*** Data shown ***
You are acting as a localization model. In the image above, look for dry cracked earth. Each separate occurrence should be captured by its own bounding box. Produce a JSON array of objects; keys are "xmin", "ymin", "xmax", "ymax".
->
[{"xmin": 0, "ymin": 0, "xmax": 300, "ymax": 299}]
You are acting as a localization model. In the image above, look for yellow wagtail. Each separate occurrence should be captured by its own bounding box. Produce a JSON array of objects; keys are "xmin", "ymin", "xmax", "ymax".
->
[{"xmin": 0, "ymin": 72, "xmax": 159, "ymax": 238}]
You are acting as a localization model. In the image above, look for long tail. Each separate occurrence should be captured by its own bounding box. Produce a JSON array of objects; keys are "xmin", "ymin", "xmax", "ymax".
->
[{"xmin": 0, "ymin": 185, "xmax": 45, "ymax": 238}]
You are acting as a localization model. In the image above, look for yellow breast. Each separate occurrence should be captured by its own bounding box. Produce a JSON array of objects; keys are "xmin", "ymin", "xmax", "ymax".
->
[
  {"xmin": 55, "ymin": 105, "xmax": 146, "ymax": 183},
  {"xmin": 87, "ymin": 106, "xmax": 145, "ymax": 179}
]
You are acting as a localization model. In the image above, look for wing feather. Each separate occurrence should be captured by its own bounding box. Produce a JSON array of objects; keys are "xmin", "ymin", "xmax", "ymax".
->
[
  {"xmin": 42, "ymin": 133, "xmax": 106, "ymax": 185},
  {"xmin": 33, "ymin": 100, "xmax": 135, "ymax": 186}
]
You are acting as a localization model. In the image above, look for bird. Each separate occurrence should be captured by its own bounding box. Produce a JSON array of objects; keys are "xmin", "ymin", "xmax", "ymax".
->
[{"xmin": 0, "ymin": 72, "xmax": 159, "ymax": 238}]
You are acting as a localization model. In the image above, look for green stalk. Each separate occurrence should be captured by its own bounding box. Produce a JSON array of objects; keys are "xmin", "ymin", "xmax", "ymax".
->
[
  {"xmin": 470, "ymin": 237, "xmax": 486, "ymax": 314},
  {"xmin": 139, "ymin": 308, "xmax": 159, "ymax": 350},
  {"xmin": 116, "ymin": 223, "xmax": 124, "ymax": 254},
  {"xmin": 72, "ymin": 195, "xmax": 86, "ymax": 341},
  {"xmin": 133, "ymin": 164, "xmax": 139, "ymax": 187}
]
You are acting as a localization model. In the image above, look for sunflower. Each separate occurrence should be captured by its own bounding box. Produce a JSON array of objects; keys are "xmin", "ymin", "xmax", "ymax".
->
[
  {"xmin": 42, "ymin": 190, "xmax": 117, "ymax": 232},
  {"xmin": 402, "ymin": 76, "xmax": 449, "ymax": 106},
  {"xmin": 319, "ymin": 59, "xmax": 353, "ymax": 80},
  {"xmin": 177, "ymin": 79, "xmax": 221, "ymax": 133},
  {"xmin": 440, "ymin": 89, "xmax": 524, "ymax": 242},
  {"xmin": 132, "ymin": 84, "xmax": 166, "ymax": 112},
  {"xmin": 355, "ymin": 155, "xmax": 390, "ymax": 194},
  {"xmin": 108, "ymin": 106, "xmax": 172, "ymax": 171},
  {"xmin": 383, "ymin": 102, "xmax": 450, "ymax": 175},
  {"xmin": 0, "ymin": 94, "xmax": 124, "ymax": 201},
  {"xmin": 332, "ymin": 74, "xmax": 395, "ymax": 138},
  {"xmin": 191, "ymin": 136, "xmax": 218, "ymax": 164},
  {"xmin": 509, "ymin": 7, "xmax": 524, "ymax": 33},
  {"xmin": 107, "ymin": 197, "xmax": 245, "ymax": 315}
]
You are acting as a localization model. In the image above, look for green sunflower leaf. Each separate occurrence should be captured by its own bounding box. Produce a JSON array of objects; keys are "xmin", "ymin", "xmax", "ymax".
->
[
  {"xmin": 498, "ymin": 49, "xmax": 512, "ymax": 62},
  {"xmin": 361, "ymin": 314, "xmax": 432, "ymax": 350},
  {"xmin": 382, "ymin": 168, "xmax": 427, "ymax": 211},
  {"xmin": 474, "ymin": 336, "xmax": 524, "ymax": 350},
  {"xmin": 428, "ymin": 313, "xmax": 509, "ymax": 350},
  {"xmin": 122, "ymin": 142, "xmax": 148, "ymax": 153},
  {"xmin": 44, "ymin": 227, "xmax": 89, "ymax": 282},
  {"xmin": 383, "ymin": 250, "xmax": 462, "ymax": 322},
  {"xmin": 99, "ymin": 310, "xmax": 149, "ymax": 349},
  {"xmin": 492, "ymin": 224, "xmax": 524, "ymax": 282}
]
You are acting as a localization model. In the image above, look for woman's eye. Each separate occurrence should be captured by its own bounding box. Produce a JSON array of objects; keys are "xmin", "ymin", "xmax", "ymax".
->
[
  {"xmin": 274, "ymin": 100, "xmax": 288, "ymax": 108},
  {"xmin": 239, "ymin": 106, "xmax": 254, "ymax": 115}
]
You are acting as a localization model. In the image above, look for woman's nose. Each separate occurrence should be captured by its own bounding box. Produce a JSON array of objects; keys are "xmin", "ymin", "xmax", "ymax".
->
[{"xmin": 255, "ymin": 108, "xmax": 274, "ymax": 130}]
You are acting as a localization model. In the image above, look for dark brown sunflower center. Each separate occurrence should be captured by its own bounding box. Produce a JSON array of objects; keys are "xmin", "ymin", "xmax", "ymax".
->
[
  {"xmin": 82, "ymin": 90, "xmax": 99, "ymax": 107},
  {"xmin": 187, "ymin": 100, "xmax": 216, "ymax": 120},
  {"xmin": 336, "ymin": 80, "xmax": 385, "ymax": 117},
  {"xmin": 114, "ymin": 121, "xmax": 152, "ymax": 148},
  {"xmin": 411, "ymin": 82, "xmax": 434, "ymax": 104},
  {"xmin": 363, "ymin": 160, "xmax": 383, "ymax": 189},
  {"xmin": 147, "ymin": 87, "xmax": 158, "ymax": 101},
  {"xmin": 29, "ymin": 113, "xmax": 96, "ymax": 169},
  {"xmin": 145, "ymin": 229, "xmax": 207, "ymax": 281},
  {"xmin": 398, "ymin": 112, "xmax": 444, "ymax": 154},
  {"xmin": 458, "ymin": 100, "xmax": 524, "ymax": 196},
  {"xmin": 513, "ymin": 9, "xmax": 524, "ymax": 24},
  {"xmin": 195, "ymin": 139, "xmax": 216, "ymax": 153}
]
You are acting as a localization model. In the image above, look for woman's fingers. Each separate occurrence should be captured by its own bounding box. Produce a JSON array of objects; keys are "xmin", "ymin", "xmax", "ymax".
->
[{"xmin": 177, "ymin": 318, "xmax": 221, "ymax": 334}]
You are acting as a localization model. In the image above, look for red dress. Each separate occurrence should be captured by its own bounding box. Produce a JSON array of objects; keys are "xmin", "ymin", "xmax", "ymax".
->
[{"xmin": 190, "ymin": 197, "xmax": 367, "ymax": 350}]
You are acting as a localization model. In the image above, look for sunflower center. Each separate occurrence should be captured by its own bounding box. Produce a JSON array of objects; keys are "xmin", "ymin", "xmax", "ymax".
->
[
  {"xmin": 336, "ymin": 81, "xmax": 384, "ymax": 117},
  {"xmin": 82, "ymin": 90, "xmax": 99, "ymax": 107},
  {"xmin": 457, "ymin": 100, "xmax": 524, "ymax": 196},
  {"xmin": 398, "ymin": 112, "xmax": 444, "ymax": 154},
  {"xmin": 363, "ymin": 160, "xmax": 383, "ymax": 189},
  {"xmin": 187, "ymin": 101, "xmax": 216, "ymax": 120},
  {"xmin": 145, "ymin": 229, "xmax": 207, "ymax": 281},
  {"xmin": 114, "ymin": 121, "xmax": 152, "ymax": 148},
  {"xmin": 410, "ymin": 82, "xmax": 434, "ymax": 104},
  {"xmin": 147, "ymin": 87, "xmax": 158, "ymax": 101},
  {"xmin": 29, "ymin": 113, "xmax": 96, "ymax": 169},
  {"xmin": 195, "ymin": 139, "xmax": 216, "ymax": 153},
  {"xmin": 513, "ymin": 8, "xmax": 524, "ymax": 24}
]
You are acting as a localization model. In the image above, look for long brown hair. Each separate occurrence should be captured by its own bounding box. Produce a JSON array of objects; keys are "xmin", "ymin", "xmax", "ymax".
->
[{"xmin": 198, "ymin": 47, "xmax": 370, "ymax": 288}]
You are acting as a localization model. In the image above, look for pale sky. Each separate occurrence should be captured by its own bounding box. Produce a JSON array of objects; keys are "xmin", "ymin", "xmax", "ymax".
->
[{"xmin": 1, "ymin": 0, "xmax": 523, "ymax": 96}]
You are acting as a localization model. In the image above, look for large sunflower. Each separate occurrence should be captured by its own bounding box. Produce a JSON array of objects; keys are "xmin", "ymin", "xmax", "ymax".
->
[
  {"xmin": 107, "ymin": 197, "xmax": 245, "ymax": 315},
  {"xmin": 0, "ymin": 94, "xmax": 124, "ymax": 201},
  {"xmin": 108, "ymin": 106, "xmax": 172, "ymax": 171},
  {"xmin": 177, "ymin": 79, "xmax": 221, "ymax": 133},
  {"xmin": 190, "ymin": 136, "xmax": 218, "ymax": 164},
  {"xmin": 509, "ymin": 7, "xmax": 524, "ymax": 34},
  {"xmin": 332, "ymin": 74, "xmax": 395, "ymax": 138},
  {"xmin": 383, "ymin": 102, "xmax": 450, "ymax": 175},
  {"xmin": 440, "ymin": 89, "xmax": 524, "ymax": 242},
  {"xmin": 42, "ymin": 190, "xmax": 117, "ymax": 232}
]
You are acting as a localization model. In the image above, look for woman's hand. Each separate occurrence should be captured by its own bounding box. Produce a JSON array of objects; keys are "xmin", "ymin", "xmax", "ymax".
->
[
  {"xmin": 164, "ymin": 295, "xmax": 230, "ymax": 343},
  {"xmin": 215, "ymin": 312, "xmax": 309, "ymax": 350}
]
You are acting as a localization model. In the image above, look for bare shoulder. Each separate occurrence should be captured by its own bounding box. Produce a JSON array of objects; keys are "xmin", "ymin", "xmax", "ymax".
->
*** End of Data shown ***
**Problem statement**
Could you please report how many lines of the listing above hold the word "center"? Only the number is needed.

**Response**
2